> _DOCUMENT EXCERPT_
You’re letting your own irrational hatred of Sound Transit and Tacoma/Pierce politics cloud your views here.
The T line is doing fine and has been growing ridership since the recent extension last year because it goes to places people want to go to (Freighthouse Square, Downtown, Stadium, Tacoma General/Mary Bridge, Hilltop, and St. Joseph). It’s ridership is currently comparable to the current Kansas City Streetcar, which is currently in the process of multiple extensions that will expand ridership in the coming years.
Complaining it isn’t compatible with other rail is honestly a red herring here and a bit of a strawman. It doesn’t matter that it won’t link up with link at all. What matters is that it actually is the only frequent and reliable service in Pierce at the moment, with 12 minute all day Monday to Saturday. The 1, 2, or 3 generally have 30 minute headway with a few 15 or 20 minute headway for like an hour or two in the morning and afternoon. So really, it just shows that the T is the only transit line in Pierce that is generally concerned with being good.

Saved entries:
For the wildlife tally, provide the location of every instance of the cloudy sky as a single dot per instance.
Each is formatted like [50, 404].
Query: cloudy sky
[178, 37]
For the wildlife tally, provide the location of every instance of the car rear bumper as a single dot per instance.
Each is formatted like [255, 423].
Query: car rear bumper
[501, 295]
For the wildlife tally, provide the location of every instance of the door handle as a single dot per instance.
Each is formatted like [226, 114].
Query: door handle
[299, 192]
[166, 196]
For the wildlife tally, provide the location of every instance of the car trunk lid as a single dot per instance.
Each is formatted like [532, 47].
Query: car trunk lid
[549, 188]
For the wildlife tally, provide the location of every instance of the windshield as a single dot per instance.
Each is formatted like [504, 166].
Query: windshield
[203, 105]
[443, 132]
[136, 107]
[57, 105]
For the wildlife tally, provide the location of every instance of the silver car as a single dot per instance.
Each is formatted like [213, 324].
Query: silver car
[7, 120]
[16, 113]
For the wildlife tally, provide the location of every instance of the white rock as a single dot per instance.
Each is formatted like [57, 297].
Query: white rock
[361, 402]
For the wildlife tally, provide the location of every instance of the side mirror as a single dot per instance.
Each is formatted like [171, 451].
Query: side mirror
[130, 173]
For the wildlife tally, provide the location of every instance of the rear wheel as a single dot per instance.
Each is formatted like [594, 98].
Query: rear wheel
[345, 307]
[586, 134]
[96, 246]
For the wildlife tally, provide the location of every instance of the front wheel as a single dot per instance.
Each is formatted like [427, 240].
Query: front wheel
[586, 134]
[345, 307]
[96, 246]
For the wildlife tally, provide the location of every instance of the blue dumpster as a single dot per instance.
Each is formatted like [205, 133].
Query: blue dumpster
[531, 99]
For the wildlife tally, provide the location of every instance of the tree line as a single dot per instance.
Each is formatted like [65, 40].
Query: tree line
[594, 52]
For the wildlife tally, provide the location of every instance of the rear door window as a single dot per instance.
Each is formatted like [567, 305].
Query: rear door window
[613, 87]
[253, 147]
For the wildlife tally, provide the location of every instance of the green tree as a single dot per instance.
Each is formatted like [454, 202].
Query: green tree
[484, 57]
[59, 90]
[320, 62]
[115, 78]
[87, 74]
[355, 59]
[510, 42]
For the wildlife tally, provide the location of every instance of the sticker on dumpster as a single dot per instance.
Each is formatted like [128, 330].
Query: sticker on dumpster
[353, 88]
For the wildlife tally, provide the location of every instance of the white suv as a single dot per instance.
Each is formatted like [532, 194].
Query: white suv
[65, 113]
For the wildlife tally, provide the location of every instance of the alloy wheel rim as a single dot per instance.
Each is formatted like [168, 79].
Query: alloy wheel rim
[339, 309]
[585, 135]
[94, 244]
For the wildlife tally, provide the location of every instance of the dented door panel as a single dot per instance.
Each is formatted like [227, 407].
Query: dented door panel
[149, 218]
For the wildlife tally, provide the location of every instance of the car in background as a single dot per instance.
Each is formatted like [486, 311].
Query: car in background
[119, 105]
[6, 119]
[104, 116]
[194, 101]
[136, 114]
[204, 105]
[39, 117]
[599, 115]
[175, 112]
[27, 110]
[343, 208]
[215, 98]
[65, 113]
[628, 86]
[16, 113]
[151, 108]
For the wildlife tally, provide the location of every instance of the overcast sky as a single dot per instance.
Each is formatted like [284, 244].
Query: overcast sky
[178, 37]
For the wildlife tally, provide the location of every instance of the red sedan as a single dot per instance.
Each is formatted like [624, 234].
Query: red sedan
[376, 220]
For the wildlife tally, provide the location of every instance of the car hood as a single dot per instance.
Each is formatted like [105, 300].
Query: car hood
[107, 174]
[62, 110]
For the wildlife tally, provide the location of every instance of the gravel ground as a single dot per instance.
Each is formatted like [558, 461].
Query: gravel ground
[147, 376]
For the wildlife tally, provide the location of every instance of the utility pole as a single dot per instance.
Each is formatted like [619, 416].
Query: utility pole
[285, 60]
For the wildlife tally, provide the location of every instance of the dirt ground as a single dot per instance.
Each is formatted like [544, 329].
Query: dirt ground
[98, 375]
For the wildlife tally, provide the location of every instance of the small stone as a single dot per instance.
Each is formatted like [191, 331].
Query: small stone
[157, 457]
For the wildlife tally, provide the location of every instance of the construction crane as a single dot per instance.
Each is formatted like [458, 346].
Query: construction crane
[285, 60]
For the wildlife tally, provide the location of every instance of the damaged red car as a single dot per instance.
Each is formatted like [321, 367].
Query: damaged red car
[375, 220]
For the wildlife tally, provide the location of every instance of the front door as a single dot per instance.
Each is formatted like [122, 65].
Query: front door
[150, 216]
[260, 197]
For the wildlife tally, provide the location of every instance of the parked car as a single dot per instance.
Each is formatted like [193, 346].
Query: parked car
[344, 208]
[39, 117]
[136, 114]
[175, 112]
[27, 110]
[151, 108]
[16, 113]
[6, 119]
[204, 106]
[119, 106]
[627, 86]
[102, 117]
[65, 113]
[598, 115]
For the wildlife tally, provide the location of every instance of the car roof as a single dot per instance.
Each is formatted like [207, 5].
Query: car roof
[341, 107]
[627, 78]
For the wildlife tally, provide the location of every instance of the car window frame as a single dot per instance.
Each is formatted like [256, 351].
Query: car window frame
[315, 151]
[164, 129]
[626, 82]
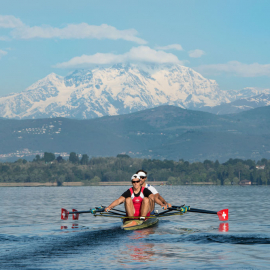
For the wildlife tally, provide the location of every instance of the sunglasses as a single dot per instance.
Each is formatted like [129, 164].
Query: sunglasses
[135, 181]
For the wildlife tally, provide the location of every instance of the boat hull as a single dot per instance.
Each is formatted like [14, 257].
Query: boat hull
[131, 225]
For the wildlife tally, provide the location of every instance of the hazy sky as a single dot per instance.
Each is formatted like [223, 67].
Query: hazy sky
[227, 40]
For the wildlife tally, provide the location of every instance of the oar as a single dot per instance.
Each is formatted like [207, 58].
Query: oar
[222, 214]
[75, 213]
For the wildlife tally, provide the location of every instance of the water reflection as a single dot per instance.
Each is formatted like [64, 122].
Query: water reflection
[138, 250]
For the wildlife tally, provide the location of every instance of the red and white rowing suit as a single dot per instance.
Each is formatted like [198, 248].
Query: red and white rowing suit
[137, 202]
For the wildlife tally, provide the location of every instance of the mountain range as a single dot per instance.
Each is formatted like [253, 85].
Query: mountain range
[165, 132]
[122, 89]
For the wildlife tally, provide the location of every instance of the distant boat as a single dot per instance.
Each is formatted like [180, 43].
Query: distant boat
[244, 182]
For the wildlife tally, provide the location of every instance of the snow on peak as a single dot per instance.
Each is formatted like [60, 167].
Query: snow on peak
[119, 89]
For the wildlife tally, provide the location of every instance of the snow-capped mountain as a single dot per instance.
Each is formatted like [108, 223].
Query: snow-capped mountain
[120, 89]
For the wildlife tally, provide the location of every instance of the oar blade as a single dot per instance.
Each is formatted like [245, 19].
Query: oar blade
[64, 214]
[223, 214]
[75, 216]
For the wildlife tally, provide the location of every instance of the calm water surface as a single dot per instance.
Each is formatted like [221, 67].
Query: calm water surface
[32, 236]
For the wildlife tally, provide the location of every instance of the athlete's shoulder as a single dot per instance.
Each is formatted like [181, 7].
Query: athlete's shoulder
[151, 188]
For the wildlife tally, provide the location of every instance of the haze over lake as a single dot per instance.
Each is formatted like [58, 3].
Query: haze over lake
[31, 236]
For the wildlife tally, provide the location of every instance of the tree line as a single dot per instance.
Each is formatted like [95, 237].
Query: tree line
[49, 168]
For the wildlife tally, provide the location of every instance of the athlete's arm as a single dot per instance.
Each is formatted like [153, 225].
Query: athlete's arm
[118, 201]
[156, 199]
[163, 200]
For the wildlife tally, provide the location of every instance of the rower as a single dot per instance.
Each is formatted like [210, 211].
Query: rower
[136, 199]
[157, 197]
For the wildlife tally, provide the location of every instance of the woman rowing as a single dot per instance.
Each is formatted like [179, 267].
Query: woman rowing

> _EXERCISE OBJECTIVE_
According to the text about Tacoma's T line, how frequently does the T line run, and on which days?

> _RESULT FOR THIS TASK_
Every 12 minutes all day, Monday to Saturday.